(MATERIAL FOR THIS TASK begins)

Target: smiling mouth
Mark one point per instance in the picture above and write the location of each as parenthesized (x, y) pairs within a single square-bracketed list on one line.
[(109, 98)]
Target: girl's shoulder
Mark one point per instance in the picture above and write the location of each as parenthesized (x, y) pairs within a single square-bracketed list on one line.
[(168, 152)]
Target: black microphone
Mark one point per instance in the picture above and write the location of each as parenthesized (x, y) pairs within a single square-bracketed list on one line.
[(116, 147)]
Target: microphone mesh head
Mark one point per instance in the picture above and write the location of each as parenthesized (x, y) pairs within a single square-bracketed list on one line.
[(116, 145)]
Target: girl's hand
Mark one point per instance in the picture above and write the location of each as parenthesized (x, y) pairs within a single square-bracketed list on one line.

(MATERIAL FOR THIS TASK ends)

> _TASK INSTRUCTIONS_
The lines holding the word "Target" are the answer. Find them in the entries and copy them.

> _EXERCISE OUTPUT_
Target: smiling mouth
Target: girl's shoulder
Target: black microphone
Target: microphone mesh head
Target: girl's hand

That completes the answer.